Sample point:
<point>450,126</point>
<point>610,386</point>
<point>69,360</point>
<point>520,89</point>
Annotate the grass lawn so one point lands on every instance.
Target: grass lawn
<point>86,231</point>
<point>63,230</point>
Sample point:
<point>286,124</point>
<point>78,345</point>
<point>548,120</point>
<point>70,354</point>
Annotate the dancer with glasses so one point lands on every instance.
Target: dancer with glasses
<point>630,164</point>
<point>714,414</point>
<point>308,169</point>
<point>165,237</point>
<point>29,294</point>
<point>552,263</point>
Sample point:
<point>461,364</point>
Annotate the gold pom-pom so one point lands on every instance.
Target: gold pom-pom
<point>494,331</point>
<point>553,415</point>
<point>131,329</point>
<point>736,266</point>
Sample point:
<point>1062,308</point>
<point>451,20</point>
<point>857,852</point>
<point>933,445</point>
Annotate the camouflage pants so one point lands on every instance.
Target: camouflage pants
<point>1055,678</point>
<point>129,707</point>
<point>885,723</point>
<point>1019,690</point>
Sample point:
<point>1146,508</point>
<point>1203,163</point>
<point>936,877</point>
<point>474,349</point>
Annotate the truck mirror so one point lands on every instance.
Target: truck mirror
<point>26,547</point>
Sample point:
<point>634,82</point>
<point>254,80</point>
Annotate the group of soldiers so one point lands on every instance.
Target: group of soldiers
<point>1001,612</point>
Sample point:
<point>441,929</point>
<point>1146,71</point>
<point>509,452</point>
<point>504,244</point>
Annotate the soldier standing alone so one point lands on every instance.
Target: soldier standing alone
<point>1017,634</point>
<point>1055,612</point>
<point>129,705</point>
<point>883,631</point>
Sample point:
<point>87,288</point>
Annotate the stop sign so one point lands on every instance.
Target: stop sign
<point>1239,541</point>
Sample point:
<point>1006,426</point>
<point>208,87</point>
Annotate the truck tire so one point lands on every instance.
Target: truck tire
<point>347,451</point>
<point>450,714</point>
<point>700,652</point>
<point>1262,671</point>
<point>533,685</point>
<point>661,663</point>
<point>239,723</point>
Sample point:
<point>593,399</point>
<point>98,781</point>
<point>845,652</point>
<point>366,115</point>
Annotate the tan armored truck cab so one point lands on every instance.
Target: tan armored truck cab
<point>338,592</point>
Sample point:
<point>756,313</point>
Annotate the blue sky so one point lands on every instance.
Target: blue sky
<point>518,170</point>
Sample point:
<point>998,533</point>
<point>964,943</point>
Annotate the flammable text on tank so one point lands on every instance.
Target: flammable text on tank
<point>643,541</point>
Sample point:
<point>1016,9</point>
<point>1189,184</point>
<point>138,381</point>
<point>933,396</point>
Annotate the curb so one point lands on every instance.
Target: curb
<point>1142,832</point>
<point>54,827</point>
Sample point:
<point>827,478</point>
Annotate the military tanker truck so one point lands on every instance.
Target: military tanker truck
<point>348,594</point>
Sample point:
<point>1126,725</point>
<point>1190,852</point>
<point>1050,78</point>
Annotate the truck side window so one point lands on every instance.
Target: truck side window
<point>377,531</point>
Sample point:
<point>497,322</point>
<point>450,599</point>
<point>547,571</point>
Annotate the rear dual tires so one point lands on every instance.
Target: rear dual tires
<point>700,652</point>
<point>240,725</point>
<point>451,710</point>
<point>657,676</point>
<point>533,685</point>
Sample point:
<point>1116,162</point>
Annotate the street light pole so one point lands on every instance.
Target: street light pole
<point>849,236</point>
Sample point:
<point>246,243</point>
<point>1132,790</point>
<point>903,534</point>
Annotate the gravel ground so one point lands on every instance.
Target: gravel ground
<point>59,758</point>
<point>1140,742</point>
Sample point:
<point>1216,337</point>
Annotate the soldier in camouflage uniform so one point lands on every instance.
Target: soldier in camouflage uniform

(TASK GOAL)
Rewrite the lines from the very first one down through the line that holds "<point>63,230</point>", both ends included, putting "green lawn" in place of "grass lawn" and leaving everything else as it is.

(THE RESULT)
Sample point:
<point>450,126</point>
<point>610,386</point>
<point>69,360</point>
<point>520,89</point>
Annotate the green lawn so one point lands on every instance.
Target: green lawn
<point>86,231</point>
<point>63,230</point>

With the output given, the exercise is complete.